EXERCISE: Extract each line of the items below that contains the string "foliage".

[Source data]
---
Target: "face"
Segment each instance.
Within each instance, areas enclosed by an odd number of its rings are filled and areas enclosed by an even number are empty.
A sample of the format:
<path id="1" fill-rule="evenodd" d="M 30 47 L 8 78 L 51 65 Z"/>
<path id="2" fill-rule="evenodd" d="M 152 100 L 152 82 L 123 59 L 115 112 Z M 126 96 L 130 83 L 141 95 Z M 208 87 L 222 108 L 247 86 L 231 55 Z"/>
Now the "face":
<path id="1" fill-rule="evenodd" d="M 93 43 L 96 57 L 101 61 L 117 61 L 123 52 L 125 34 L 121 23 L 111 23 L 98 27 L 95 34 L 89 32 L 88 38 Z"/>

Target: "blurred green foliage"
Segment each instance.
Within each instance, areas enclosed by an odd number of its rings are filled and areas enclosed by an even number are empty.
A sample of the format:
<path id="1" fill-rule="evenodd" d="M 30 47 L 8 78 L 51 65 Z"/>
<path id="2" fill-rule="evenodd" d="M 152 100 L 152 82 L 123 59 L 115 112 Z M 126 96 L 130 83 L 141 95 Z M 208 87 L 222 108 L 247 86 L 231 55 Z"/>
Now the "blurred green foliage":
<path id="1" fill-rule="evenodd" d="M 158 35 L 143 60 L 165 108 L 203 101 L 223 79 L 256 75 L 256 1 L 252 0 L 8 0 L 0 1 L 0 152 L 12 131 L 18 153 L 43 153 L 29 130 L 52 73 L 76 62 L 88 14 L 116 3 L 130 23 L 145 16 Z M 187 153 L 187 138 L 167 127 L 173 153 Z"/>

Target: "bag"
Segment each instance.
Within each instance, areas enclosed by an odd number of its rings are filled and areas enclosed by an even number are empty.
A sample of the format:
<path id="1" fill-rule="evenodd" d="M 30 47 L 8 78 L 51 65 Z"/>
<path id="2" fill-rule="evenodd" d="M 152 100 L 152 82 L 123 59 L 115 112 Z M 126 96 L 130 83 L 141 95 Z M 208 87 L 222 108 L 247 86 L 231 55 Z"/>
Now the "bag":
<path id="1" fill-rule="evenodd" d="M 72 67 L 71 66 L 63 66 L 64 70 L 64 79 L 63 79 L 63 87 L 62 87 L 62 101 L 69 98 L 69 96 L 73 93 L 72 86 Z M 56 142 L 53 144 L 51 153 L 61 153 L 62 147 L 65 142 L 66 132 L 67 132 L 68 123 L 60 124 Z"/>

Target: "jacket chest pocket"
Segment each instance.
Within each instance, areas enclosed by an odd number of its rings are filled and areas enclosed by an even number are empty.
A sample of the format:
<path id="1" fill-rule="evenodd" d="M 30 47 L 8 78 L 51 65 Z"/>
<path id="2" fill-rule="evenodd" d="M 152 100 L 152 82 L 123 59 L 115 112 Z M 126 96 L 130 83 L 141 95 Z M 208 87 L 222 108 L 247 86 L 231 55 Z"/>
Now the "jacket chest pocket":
---
ANSWER TO THE TASK:
Target: "blurred green foliage"
Now the "blurred green foliage":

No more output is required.